*Records*.
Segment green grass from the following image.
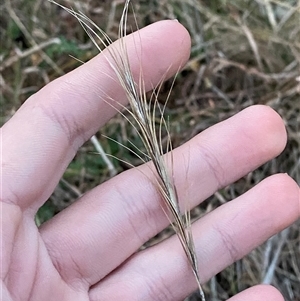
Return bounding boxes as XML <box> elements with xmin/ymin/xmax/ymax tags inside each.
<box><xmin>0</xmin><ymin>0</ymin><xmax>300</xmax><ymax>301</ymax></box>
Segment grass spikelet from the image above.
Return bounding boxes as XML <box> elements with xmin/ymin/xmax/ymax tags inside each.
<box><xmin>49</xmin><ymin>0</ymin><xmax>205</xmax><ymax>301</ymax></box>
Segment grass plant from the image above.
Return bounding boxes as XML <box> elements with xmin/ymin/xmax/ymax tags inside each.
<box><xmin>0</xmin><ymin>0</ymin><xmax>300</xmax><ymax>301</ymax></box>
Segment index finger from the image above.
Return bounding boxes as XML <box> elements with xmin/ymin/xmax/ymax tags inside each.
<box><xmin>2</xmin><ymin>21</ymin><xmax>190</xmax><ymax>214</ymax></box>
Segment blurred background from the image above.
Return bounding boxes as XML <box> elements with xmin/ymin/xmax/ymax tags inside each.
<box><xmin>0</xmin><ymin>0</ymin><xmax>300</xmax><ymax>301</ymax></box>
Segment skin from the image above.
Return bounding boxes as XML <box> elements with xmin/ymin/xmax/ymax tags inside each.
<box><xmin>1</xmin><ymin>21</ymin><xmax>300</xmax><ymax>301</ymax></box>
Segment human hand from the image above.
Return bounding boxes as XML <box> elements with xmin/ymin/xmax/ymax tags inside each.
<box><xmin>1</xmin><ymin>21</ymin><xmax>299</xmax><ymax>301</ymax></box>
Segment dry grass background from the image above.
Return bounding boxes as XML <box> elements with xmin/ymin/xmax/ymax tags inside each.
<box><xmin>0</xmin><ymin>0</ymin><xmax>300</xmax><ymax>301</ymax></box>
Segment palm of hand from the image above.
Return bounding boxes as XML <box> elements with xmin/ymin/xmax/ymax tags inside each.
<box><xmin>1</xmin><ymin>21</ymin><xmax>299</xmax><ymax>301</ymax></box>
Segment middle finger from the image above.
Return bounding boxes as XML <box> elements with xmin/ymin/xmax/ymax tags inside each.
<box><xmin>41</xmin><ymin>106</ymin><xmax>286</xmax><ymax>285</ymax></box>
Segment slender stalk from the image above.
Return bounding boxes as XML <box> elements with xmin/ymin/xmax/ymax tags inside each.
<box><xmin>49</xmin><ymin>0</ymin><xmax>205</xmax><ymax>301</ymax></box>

*Required work*. Swap every "Segment" in the lines above for "Outline" and write the lines out again with nothing else changed. Leave the pictures out.

*Task response*.
Outline green grass from the following image.
Return bounding boxes as XML <box> elements with xmin/ymin/xmax/ymax tags inside each.
<box><xmin>0</xmin><ymin>0</ymin><xmax>300</xmax><ymax>301</ymax></box>
Outline grass spikelet from the image above.
Return bounding boxes as XML <box> elements with xmin/ymin/xmax/ymax tags inside each.
<box><xmin>49</xmin><ymin>0</ymin><xmax>205</xmax><ymax>301</ymax></box>
Outline grass plant from the image above.
Return bounding boxes as XML <box> elements with xmin/ymin/xmax/ymax tags inside each.
<box><xmin>0</xmin><ymin>0</ymin><xmax>300</xmax><ymax>301</ymax></box>
Outline index finger from the image above.
Return bounding boxes as XML <box> elements with xmin/ymin/xmax/ymax tags inside each.
<box><xmin>2</xmin><ymin>21</ymin><xmax>190</xmax><ymax>214</ymax></box>
Outline blurred background from the image above.
Return bounding boxes as XML <box> elements with xmin/ymin/xmax/ymax tags inside each.
<box><xmin>0</xmin><ymin>0</ymin><xmax>300</xmax><ymax>301</ymax></box>
Outline skin from the image above.
Return bounding boxes as XML <box> elements with xmin/ymin/xmax/ymax tags inside each.
<box><xmin>1</xmin><ymin>21</ymin><xmax>300</xmax><ymax>301</ymax></box>
Outline human hand from the image above.
Return bounding boxes as XML <box> elements with xmin/ymin/xmax/ymax tags inside each.
<box><xmin>1</xmin><ymin>21</ymin><xmax>299</xmax><ymax>301</ymax></box>
Outline dry grass background from the image above.
Return bounding boxes as XML <box> elements with xmin/ymin/xmax/ymax tags inside each.
<box><xmin>0</xmin><ymin>0</ymin><xmax>300</xmax><ymax>301</ymax></box>
Outline palm of hand from the image above.
Return bounding boxes as XML <box> elements with xmin/ymin/xmax/ymax tags inside each.
<box><xmin>1</xmin><ymin>21</ymin><xmax>299</xmax><ymax>301</ymax></box>
Outline middle finger from the image above.
Return bounding boxes as XML <box> elements with xmin/ymin/xmax/ymax tags inside each.
<box><xmin>41</xmin><ymin>106</ymin><xmax>286</xmax><ymax>285</ymax></box>
Outline slender stalk from the image above.
Return bounding boxes as XML <box> elements with xmin/ymin/xmax/ymax tags inside each.
<box><xmin>49</xmin><ymin>0</ymin><xmax>205</xmax><ymax>301</ymax></box>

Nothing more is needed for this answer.